[Dataset records]
──────
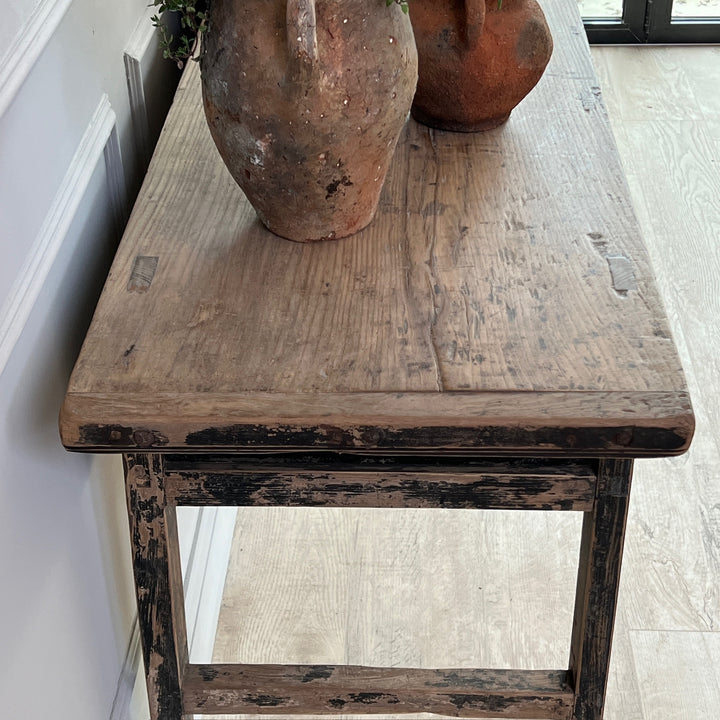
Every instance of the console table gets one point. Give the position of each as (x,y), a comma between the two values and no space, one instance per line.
(493,340)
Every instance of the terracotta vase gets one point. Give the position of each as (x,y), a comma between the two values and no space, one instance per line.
(477,60)
(305,100)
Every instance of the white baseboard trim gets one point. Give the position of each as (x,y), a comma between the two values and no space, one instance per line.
(20,301)
(27,46)
(128,677)
(206,579)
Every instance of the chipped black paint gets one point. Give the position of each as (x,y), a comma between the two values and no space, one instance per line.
(120,437)
(318,490)
(265,700)
(364,698)
(619,440)
(151,571)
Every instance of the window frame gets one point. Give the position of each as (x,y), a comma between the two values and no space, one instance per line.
(650,21)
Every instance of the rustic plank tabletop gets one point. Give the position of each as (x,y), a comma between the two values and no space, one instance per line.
(502,301)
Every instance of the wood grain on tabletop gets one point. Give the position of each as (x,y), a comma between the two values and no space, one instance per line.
(506,262)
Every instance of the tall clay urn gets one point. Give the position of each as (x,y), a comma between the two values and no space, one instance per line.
(477,60)
(305,100)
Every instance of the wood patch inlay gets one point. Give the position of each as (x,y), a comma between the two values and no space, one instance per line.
(142,273)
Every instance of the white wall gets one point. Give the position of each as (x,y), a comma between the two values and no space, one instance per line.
(69,166)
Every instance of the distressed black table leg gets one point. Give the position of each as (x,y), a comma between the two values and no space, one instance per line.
(601,551)
(158,584)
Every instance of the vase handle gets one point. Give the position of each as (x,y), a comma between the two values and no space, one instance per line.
(474,22)
(302,33)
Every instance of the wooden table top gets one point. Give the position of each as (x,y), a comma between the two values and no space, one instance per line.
(502,301)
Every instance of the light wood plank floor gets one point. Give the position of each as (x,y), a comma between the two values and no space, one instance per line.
(470,589)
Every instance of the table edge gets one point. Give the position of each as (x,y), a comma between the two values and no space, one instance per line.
(573,423)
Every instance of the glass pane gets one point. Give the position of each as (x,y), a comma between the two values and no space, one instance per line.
(696,8)
(605,8)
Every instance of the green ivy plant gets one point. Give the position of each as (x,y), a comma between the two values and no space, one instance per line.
(193,25)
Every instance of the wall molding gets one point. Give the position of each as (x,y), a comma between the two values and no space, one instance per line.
(27,46)
(135,51)
(24,292)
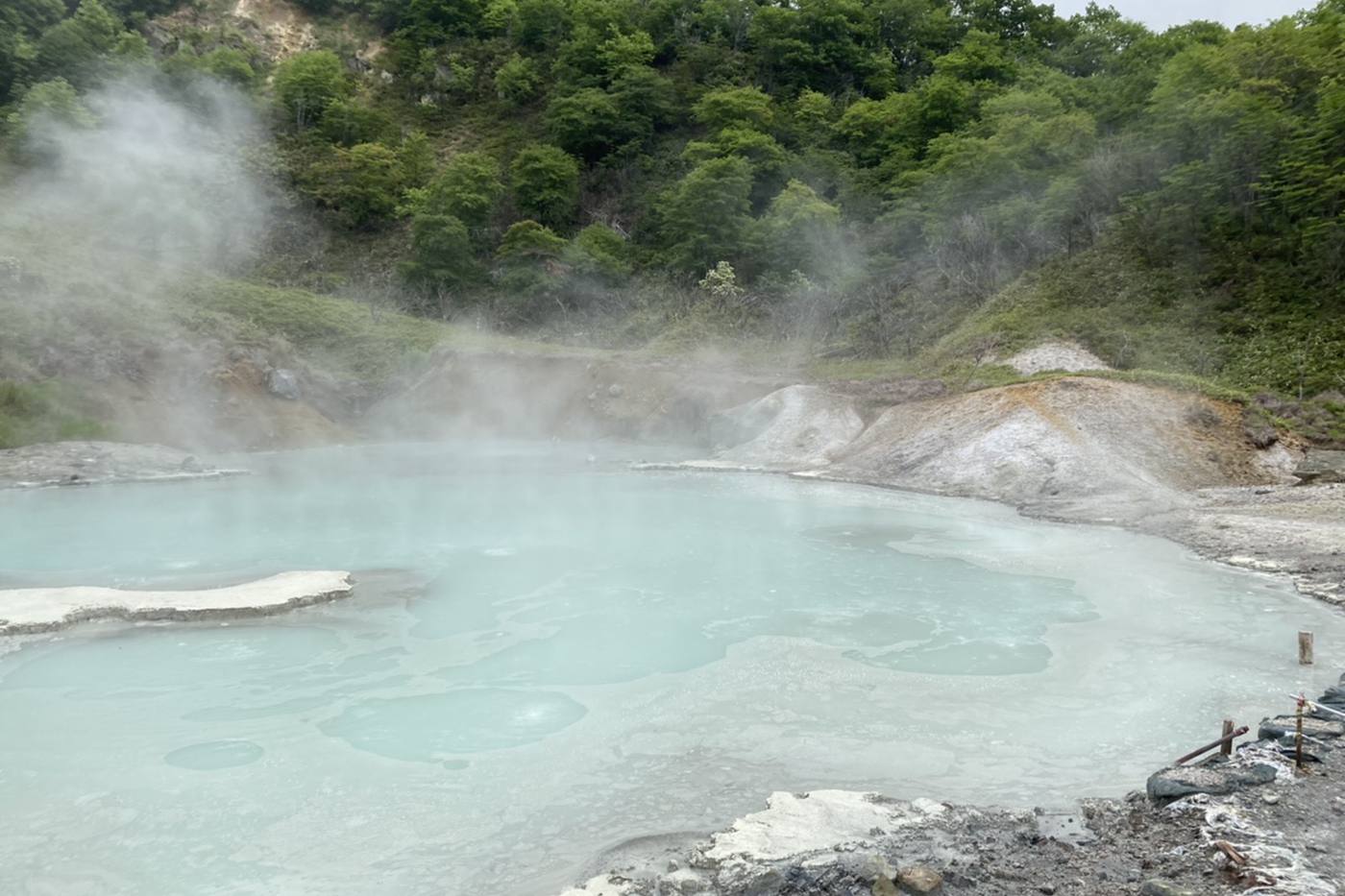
──────
[Instruction] Copy out all of the material above word for word, leaving out the pictures.

[Worked solution]
Every instance of the console table gets one point. Give the position of each as (x,y), a comma between the two values and no space, one instance per line.
(493,340)
Every instance of the terracotta vase gets one point. Give the position of each as (x,y), a comma between the two values and no space, one instance per line.
(477,60)
(305,100)
Every instance of the white baseboard trim gets one point. Give the position of each as (x,y), a comma between the two values and no space, one instance per line.
(20,301)
(27,46)
(128,677)
(206,579)
Every instance of the chipped black paint gets one point. Give the position of each as (x,y), a comma between the two values and no space, one instance per line.
(120,437)
(318,490)
(265,700)
(364,698)
(619,440)
(151,571)
Every instance of the window frame gets one point. Give the position of each as (x,y), a comma between the two values and no space, one instance per line.
(650,21)
Every instance of the rustic plank tabletop gets one point. Give the position of each as (x,y), a comma between the two values and no space, one instance per line.
(502,301)
Every instance of the wood grain on tabletop gets one point. Give the position of each as (x,y), a comma between the two values and no space, one instance per line.
(506,262)
Every instance of the tall clay urn gets one point. Give the position of each as (x,y), a comma between the two values and no space, one instance per line.
(477,60)
(305,100)
Every instance of the wood patch inlay gets one point. Give the position of each as (x,y), a comma between the two values and no space, one instance per line.
(142,273)
Every instance of the white wall gets one point. Give the position of each as (x,y), a comma between the two values and no space, one instance per line.
(69,166)
Every instance of the distressed black table leg gets one point. Give the position of each as (x,y), a comma between the two values and no space, one instance per line.
(601,551)
(158,584)
Every instance of the vase handle gets one point. Give the position of each as (x,y), a comma between the two values and no space, one instance per line.
(474,22)
(302,33)
Every instance of the wooden table top gets one point. Give the position of each as (x,y), a comma between the two values and no space, one instance per line.
(502,301)
Every instance of the light wood plank floor gets one point. Give the position of each as (x,y), a comma between the two values and no space, one instance per line.
(470,589)
Every instance of the table edge gets one point. Give the position of each as (x,y), a comma between the two values and no space, one instance per line.
(573,423)
Every instance of the glass pane gets one point. Give the position of each as (x,y), a comma between the two values and no space, one instance per line.
(696,8)
(605,8)
Every instance of the green ivy plant gets one point. Give the position of each as (x,y), a comma between the two values and no space, one instance per line.
(193,25)
Every instance of the wall molding gets one point. Give the position of each as (x,y), a comma between the two values and no space, one instance per line.
(27,46)
(135,51)
(24,292)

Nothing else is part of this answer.